[[ Provided data, beginning ]]

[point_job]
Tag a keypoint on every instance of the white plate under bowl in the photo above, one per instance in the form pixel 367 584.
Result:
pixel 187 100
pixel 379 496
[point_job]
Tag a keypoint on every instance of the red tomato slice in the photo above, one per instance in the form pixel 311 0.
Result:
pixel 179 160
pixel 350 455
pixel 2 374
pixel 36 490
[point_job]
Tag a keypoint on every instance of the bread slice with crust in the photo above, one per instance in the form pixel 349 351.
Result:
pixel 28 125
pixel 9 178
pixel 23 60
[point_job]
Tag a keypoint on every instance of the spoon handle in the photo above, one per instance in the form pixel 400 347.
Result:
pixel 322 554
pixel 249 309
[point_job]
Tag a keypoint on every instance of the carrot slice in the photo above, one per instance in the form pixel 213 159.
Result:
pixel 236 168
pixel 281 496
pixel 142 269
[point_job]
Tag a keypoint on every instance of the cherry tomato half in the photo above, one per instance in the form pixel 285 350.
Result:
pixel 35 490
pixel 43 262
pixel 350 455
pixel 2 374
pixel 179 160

[[ Provided data, end ]]

** What the exercise asks **
From the records above, extract each line exactly as shown.

** Written response **
[point_job]
Tag a keypoint on every instance of the white plate under bowl in the photo above, one per instance in the form pixel 367 584.
Result:
pixel 187 100
pixel 379 496
[point_job]
Tag a keypoint on every instance of the red tomato slice in the photo above, one per instance in the form pixel 311 0.
Result:
pixel 179 160
pixel 350 455
pixel 2 374
pixel 36 490
[point_job]
Tag a keypoint on every instance of the bread slice with crust in the photo above, one per instance in the form pixel 349 351.
Result:
pixel 28 125
pixel 9 178
pixel 23 60
[point_job]
Tag a keypoint on every instance of the spoon handle in the photo above, one per instance in the form pixel 400 347.
Result:
pixel 322 554
pixel 249 309
[point_job]
Tag a keypoint on every instance of the carrot slice in the photo above, one per instance in the form pixel 213 159.
Result:
pixel 236 168
pixel 281 496
pixel 142 269
[point_job]
Tag a keypoint on every instance of the cherry tomato half in the photo above, one per instance in the form pixel 285 350.
Result:
pixel 35 490
pixel 43 262
pixel 350 455
pixel 2 374
pixel 179 160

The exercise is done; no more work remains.